• [ЗАДАНИЕ]: Масштабируйте строки, начиная со строки, содержащей «of the parked», и до последней строки включительно. Перепишите их все без пропусков, умножив каждую координату точек на 0,3 и округлив до целого числа (половины округляйте вверх).

___ ИЗВЛЕЧЁННЫЕ ДАННЫЕ

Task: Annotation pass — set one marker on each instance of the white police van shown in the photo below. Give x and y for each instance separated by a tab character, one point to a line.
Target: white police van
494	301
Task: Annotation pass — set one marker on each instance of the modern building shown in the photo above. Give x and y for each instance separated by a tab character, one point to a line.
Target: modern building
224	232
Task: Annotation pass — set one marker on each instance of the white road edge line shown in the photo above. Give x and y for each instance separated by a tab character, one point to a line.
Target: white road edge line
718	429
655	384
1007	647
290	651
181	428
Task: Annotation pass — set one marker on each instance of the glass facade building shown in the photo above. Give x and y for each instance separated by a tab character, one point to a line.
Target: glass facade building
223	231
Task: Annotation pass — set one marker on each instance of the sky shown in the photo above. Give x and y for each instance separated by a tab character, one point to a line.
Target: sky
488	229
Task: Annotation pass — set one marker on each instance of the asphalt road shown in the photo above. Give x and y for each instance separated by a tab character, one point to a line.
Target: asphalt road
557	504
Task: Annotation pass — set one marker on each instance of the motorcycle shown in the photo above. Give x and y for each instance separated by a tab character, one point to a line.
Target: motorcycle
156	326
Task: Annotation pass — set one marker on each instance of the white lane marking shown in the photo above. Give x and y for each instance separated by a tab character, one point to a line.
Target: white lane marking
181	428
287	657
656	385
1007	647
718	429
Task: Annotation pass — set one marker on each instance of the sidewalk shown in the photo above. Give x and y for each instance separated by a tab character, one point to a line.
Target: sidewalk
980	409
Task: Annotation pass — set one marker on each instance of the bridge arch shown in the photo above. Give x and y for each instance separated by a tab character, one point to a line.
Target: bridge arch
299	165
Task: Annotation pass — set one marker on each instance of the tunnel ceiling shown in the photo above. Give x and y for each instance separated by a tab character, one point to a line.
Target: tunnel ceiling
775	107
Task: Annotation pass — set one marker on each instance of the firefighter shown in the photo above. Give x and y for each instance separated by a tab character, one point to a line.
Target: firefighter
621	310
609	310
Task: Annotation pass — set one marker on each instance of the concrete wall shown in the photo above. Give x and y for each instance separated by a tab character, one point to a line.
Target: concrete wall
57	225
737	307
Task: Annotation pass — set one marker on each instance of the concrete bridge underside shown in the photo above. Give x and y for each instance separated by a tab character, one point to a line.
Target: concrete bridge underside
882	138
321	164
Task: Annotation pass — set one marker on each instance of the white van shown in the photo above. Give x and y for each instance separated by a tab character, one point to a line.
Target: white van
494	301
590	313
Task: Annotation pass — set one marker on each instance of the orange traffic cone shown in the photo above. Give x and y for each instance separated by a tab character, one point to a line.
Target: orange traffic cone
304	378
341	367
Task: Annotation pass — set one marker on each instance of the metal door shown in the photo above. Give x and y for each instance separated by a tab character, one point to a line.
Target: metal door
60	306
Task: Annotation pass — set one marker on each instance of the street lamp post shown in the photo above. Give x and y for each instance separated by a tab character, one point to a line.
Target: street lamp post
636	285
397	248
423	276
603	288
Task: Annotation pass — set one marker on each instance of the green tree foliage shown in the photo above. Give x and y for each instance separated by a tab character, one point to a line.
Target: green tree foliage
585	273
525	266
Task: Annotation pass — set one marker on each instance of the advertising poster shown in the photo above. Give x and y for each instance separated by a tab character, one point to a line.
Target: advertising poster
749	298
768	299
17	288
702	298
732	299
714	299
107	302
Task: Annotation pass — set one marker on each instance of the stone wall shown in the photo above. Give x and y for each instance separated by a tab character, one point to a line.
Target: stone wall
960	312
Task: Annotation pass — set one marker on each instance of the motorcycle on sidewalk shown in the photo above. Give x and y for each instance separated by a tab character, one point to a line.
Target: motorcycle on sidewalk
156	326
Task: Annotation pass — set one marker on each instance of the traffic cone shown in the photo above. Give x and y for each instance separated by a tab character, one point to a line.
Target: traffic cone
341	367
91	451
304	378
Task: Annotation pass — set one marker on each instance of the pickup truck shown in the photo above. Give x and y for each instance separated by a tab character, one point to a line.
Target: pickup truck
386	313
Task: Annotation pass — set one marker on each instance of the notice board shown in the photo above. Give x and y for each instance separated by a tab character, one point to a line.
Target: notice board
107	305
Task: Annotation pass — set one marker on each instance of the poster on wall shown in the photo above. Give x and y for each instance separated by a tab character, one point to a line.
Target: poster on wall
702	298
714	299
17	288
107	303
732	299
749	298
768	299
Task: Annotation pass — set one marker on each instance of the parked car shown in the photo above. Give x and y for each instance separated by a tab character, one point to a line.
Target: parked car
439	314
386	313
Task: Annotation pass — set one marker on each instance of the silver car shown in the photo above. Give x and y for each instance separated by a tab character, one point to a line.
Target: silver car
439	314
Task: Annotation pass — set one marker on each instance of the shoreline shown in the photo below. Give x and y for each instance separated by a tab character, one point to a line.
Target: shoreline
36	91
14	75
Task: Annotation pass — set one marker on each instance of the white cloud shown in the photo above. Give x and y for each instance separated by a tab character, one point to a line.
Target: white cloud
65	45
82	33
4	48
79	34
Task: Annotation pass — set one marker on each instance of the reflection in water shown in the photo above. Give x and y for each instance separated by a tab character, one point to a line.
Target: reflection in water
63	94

______

• [РЕЗУЛЬТАТ]:
Task: Annotation pass — set one marker on each instance of the parked car shown in the photo above. Give x and y for each instance separated by a tab character, one point to a line.
Target: parked car
132	94
116	94
Task: Annotation pass — set one marker on each instance of the silver car shown in the photo above. Give x and y for each instance separated by a tab character, one point to a line.
Target: silver car
132	94
Task: Annotation pass — set one marker on each instance of the shoreline shown in the photo below. Give x and y for each instance separated by a tab character, one point to a line.
Target: shoreline
11	27
4	23
Task: Annotation pass — set one marker on each instance of the white cloud shown in the photo above. Give x and y for each instance separated by a tab character, one point to a line.
Target: white cloud
20	14
25	10
1	14
24	10
Task: Annotation pass — set one marker on each instance of the reflection in water shown in the photo above. Give x and y for each instance separated by a tab character, one point to a line.
Target: reflection in water
19	28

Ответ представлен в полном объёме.